→ Work to be completed: Render the rows from the line containing "For each instance of the front grille" through the end of the rows as a JSON list of strings, with one string per line and blank lines omitted.

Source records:
>> START

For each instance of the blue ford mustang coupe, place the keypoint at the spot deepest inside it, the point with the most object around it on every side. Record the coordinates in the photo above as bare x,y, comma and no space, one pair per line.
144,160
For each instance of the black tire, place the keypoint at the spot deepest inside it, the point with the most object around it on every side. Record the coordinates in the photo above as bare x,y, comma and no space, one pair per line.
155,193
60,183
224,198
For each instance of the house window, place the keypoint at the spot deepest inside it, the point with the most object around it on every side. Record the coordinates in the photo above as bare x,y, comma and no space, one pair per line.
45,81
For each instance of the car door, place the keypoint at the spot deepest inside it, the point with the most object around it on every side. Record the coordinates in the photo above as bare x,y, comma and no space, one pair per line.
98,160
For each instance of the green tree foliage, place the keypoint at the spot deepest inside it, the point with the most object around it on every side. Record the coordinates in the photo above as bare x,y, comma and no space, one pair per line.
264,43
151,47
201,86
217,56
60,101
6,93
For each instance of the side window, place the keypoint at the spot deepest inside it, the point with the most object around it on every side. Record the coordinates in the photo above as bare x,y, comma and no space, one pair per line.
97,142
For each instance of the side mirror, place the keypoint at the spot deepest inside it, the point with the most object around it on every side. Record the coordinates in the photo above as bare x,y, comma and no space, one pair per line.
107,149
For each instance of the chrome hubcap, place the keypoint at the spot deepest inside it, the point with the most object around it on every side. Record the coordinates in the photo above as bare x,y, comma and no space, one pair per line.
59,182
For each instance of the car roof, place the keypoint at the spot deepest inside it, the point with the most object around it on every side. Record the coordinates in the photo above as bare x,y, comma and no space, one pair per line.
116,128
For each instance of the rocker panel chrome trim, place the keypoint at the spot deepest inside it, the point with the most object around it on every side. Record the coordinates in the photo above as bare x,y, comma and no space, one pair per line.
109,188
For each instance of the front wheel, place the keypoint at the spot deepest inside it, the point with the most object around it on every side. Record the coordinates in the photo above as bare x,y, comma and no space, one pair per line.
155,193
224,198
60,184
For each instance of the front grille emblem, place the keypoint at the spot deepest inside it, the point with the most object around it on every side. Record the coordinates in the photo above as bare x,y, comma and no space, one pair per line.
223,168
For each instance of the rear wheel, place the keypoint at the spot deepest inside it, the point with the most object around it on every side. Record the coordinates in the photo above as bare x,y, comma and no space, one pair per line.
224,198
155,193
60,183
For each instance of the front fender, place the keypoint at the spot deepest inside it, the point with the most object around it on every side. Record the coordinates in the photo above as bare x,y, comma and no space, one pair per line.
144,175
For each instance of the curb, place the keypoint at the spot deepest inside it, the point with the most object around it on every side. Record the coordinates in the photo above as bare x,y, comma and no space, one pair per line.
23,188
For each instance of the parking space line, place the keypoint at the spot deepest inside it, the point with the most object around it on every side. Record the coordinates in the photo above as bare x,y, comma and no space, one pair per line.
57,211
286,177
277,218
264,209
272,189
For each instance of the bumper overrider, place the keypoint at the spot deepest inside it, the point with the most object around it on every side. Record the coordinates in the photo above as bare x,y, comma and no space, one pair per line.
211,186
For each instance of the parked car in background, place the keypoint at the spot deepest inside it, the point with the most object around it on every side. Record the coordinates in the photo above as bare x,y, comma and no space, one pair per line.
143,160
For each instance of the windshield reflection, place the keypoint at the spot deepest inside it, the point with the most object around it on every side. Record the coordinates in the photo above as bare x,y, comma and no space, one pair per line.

>> END

→ Task answer:
[
  "For each instance of the front grille emblem, place the keypoint at the spot deepest inside it, the point with the most object around it on every side. Record the coordinates in the photo above as bare x,y, comma and no space, one pair per line.",
  "223,168",
  "For each instance of the rear wheel, place the keypoint at the spot deepest inside it, the point with the most object around it on every side. Record the coordinates in the photo above as bare x,y, comma and no space, one pair per line.",
  "224,198",
  "155,193",
  "60,183",
  "For each instance of the front fender, place the keypoint at the spot deepest inside it, the point with the most object around it on every side. Record the coordinates in the photo above as bare x,y, comma and no space, one pair per line.",
  "144,175",
  "For each instance of the curb, place the keypoint at the spot deepest inside it, the point with the most object around it on every side. Record the coordinates in the photo above as bare x,y, comma and no space, one pair per line.",
  "23,188",
  "For each instance of the parking space line, place the keypoint at the spot deepest inside it, the point with the most object around it on every side. Record the coordinates in the photo above as bare x,y, comma and no space, one pair per line.",
  "57,211",
  "286,177",
  "277,218",
  "264,209",
  "272,189",
  "For each instance of the bumper overrider, place the keypoint at the spot deepest inside it, the point with the most object around it on every side. Record the coordinates in the photo above as bare x,y, comma and no space, one pair per line.",
  "211,186",
  "For each instance of the parked car in background, place the keypoint at the spot deepest inside it, the point with the most object around it on every side. Record the coordinates in the photo above as bare x,y, comma and no space, one pair per line.",
  "143,160",
  "For each instance of the windshield reflection, place the keypoint at the spot deepest inside it, the point with the most object around it on every side. Record the coordinates in the photo above as bare x,y, comma and no space, one pair per line."
]